TEXT:
Jānis Reirs (born 23 September 1961 in Riga) is a Latvian politician who has been serving as Minister of Finance in the government of Prime Minister Arturs Krišjānis Kariņš since 2019. He previously served as Minister for Welfare in the Kučinskis cabinet from 2016 to 2019 and Minister for Finance in the second Straujuma cabinet.

Education
Reirs holds a master's degree in economics from the University of Latvia (LU).

Career
Reirs was active member of Communist party (students’ organization). While progressive part of Latvian nation was talking about declaring independence from USSR, Reirs was still defending ideals of the communism.
Reirs was a Member of the Board of Trasta komercbanka PLC from 1996 to 1999. He chaired the board of JSC Spodrība, a Latvian producer of detergents and maintenance products. He was also a partner at Prudentia, one of Latvia's largest investment banks.

Together with Einars Repše, who later served as Latvia's prime minister from 2002 until 2004, Reirs was one of the founders in 2002 of New Era, which in 2010 merged into the centre-right grouping Unity.

Reirs became a member of the Latvian Parliament in the 2002 national elections and later served as Minister for Information society from 2004 until 2006. From 2010 until 2014 he chaired the Budget Committee.

Reirs participate in parliamentary elections of 2022, however he has rejected, mainly because of his past, and also because of decisions made by him during his service as minister of finance. His name also appears is so called building cartel case.

In 2019, Reirs joined forces with his counterparts of Germany, France, Italy, Spain and the Netherlands in pushing for the establishment of a new EU supervisory authority that would take over the oversight of money laundering at financial firms, which had been the responsibility of member states.

INSTRUCTIONS TO FOLLOW:
In the biography of Jānis Reirs, which university granted his master's degree in economics?

DATA LINES:
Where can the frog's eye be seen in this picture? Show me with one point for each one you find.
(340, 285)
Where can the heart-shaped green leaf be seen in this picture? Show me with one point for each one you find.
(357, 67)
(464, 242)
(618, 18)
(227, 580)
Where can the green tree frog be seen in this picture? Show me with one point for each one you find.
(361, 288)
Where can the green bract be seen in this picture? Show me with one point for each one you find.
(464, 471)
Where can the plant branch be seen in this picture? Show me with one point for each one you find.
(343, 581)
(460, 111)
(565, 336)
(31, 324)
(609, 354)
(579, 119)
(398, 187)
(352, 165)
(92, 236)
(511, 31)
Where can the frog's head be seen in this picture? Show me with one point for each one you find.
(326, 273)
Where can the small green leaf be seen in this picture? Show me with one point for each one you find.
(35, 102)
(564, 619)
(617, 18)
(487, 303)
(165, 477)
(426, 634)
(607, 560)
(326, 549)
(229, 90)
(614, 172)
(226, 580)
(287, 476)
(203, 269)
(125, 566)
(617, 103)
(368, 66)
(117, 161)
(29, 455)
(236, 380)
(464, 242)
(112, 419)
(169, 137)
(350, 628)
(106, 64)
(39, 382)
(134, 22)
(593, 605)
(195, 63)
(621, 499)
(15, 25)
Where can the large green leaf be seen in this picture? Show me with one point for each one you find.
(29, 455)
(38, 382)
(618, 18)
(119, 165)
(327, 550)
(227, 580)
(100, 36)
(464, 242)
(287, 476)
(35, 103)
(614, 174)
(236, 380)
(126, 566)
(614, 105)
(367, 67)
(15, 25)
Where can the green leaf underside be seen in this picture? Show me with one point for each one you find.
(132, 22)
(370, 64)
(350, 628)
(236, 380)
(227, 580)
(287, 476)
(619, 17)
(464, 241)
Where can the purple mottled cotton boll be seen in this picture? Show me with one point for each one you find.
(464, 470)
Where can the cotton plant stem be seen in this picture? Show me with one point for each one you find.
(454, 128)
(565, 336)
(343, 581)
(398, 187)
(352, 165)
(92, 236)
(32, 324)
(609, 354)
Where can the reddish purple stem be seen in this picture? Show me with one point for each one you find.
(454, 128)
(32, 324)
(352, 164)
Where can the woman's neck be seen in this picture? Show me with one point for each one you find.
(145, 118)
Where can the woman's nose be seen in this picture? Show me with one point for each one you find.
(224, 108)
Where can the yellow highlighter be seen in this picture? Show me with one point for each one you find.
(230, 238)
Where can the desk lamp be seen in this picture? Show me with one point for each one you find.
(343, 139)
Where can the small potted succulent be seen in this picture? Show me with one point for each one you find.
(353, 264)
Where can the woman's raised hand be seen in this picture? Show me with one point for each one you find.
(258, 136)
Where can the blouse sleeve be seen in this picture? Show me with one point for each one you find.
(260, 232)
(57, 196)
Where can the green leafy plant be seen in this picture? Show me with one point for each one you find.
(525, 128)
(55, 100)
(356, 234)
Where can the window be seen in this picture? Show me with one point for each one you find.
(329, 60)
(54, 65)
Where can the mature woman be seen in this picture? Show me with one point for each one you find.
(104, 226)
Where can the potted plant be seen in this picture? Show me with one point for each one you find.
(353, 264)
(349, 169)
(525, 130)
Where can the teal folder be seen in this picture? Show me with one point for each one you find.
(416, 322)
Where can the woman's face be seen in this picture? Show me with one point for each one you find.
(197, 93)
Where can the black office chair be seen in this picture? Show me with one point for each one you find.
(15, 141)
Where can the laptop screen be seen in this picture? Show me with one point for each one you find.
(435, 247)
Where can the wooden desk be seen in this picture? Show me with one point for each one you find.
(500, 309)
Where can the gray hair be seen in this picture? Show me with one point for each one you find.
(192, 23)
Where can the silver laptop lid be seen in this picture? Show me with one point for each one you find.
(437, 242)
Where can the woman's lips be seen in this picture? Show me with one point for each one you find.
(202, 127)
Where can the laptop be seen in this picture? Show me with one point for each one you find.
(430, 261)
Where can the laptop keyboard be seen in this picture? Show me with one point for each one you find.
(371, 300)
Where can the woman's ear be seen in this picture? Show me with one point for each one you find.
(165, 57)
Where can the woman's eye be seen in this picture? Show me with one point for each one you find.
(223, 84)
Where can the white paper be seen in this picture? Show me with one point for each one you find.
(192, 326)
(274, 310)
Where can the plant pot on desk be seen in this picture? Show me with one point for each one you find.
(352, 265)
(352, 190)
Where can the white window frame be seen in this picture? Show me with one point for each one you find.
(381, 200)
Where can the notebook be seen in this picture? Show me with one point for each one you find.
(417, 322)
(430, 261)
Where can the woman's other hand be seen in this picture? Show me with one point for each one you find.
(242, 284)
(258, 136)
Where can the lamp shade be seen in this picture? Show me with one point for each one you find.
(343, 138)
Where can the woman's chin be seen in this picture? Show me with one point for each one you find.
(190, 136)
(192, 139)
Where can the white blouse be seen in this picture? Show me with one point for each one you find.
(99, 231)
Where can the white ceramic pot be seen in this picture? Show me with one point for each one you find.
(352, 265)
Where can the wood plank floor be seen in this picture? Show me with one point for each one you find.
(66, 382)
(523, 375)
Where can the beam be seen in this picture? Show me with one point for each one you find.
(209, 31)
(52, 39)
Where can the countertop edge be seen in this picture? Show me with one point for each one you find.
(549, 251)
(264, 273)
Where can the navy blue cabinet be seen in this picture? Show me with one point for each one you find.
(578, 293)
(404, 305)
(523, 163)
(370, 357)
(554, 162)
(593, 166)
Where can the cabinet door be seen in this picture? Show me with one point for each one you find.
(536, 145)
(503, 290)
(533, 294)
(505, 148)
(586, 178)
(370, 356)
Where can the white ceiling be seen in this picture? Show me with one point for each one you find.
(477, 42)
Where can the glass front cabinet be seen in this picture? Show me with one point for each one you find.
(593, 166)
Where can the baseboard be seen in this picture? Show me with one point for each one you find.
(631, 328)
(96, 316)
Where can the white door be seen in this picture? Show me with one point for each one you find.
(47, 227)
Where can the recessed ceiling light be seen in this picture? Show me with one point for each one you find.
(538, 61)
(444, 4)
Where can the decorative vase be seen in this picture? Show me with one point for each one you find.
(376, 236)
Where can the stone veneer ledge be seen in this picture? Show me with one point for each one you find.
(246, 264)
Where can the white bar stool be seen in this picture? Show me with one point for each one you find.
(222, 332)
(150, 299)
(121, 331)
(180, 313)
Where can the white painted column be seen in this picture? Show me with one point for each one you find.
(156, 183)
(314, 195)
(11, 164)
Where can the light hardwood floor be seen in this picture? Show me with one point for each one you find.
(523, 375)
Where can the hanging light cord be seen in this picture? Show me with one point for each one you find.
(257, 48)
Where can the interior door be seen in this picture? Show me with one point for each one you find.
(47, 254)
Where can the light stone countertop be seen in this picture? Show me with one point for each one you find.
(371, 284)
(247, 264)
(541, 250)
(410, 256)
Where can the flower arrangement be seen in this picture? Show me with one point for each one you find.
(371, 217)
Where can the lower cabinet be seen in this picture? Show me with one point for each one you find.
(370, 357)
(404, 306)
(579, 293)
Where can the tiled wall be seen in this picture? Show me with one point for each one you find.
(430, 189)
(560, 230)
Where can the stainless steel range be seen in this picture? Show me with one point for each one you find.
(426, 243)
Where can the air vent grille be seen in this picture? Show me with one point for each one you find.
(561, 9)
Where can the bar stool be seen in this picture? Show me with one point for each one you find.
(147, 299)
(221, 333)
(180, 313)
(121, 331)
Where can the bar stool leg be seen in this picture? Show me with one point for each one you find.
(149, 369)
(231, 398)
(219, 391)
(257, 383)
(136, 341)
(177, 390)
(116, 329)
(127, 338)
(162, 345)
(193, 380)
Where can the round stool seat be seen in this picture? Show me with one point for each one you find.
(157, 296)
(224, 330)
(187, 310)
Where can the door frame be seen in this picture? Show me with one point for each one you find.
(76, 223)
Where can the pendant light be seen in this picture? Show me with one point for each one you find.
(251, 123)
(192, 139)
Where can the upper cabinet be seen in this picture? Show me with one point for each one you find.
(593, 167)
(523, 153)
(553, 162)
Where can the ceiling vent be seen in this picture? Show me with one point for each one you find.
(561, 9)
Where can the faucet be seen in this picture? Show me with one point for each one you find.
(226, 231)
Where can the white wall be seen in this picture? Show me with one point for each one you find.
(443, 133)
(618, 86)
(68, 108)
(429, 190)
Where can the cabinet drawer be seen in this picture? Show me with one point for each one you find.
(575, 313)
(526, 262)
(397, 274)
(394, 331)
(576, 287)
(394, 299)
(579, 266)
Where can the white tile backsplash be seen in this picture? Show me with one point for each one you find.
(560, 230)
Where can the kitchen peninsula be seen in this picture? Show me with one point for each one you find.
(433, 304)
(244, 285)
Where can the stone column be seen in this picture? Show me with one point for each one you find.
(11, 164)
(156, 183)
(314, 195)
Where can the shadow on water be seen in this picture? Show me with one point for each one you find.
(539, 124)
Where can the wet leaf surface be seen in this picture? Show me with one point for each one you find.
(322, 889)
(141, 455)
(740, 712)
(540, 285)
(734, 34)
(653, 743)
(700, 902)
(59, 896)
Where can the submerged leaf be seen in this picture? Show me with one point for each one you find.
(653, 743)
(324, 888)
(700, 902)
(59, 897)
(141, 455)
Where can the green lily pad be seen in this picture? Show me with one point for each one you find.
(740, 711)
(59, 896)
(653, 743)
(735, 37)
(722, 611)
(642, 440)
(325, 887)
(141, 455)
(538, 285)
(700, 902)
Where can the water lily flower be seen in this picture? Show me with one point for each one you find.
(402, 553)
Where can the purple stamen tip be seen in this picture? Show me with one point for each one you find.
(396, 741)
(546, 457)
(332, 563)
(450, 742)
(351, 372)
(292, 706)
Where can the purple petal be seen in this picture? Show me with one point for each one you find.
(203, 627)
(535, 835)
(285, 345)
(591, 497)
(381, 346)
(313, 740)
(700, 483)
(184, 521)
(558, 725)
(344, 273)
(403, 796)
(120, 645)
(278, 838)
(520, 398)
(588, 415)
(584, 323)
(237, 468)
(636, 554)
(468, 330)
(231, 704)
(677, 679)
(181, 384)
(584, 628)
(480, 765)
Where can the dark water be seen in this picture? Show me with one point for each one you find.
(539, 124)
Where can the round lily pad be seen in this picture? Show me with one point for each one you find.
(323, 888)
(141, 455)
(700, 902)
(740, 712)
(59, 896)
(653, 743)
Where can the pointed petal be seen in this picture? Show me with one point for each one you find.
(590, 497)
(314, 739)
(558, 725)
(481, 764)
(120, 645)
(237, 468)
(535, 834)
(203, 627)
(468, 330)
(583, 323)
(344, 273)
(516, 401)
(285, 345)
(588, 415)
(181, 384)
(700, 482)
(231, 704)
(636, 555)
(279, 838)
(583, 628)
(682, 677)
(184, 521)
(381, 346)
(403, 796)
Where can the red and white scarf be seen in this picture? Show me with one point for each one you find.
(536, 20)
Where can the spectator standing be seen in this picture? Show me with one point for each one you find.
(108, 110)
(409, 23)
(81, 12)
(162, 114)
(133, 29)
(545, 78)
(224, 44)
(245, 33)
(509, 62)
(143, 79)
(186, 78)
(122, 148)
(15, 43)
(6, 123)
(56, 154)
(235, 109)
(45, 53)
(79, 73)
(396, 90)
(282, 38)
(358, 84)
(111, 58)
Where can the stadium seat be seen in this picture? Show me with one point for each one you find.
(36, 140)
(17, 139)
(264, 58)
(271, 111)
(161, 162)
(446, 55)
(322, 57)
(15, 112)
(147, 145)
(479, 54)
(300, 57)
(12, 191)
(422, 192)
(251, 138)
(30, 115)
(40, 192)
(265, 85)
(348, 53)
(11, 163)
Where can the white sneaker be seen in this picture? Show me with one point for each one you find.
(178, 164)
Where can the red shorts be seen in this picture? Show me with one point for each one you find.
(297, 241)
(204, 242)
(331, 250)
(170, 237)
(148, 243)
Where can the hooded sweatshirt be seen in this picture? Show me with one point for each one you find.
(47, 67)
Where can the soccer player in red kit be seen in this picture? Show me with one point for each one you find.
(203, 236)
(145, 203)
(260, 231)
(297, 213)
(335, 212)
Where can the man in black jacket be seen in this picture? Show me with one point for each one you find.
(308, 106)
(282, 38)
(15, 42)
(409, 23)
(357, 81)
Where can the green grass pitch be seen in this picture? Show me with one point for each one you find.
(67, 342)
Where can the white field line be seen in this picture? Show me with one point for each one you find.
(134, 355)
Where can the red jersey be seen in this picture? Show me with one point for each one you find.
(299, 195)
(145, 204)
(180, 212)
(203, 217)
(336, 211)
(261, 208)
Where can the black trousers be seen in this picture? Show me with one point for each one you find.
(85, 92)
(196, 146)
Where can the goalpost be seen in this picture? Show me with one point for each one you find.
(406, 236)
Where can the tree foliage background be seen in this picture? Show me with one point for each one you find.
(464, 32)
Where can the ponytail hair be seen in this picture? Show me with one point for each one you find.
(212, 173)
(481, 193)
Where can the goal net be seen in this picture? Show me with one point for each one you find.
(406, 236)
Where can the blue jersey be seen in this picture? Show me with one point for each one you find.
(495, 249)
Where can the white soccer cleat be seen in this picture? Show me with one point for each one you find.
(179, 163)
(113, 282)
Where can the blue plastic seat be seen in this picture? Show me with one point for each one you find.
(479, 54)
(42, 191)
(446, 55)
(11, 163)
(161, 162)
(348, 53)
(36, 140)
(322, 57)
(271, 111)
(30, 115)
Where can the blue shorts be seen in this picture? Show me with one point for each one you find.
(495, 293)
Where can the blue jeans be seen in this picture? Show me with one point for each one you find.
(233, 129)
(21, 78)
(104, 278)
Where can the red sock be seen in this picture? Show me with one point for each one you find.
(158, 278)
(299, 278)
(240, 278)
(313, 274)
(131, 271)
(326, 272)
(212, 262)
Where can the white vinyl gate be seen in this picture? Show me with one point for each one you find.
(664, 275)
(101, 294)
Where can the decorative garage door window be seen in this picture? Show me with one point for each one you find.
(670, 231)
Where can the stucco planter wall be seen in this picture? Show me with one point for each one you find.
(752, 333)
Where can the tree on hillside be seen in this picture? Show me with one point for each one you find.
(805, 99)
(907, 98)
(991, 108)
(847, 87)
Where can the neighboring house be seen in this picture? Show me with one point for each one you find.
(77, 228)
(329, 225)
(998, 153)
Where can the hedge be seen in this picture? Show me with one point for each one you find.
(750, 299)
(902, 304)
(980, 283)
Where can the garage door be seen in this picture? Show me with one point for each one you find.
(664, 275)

TASK RESPONSE:
The University of Latvia (LU).